* Activity *
Every line in the material below that includes "stream" should be copied.

* Task inputs *
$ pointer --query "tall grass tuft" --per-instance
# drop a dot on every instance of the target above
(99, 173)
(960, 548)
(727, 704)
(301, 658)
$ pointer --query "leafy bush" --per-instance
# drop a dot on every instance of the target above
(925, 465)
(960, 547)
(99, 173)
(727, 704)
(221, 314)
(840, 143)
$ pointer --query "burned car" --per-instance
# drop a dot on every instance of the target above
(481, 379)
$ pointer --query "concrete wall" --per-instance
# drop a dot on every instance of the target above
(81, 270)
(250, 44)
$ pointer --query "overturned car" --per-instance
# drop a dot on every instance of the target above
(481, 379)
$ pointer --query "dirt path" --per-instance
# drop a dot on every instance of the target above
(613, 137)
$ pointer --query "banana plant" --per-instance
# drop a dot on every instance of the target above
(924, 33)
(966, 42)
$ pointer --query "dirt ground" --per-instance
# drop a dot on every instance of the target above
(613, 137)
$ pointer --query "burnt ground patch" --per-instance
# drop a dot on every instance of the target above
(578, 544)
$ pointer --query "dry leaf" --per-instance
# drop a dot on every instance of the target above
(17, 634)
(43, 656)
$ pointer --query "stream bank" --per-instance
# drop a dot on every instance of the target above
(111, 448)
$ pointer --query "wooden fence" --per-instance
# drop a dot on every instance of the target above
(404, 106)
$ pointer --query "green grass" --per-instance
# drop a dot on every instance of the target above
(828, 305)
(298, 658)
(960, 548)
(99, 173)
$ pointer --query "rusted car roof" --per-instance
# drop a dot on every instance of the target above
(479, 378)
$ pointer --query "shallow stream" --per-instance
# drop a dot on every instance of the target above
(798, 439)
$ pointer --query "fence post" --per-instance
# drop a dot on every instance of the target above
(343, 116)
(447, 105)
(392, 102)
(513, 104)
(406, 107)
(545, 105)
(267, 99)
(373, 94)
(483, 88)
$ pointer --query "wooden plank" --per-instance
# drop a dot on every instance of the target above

* Response box *
$ pointer --query "stream bank" --per-instance
$ pointer --query "shallow stream" --per-instance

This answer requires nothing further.